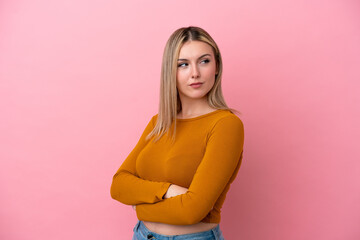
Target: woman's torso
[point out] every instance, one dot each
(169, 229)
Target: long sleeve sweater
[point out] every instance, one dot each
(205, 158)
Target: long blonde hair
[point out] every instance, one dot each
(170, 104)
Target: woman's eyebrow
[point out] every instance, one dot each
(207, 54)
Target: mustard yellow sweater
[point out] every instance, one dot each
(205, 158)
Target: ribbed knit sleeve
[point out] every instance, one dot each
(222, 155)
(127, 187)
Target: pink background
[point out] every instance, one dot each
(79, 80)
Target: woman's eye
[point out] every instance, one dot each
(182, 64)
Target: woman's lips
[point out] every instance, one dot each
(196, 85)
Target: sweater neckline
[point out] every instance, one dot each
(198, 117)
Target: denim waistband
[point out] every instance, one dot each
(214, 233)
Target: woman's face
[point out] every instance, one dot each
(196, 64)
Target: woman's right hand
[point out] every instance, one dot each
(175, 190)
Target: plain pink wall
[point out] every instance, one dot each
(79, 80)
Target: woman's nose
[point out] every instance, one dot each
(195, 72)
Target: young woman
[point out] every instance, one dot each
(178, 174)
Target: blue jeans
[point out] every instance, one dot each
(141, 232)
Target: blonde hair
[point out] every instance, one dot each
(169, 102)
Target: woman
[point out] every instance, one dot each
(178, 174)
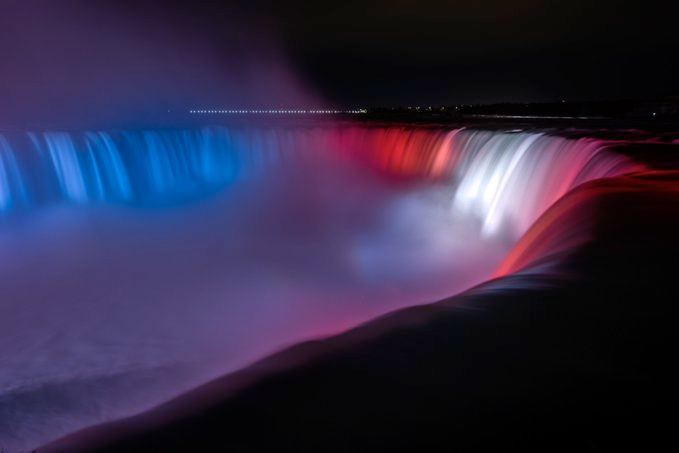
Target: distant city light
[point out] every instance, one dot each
______
■ Exercise brief ■
Please copy the lines above, starting at the one that holds "Target: woman's eyebrow" and stopping after the last line, exactly as they appear and minus the pictures.

■ Correct response ■
Target: woman's eyebrow
[point out] every instance, one dot each
(207, 54)
Target: mustard yellow sweater
[point out] every instance, one dot each
(205, 158)
Target: ribbed knit sleeve
[point out] every instance, one dot each
(222, 155)
(127, 187)
Target: pink background
[point out] every instance, one dot each
(79, 80)
Target: woman's eye
[point out] every instance, one dot each
(182, 64)
Target: woman's lips
[point out] every instance, one dot each
(196, 85)
Target: sweater neckline
[point out] every instance, one dot each
(198, 117)
Target: denim waistband
[point out] every instance, one dot each
(214, 233)
Target: woman's face
[point out] every instance, one dot each
(196, 64)
Target: woman's right hand
[point out] every instance, one dot each
(175, 190)
Target: plain pink wall
[point out] every instance, one dot each
(79, 80)
Target: woman's nose
[point out] every instance, one dot each
(195, 72)
Target: young woman
[point out] every instance, one dot each
(178, 174)
Target: blue jeans
[point out] every instance, one dot each
(141, 232)
Target: blonde hair
[point out] every instance, one dot each
(169, 102)
Target: woman
[point out] every instance, one dot each
(178, 174)
Target: distant city light
[point out] every instance, one dot each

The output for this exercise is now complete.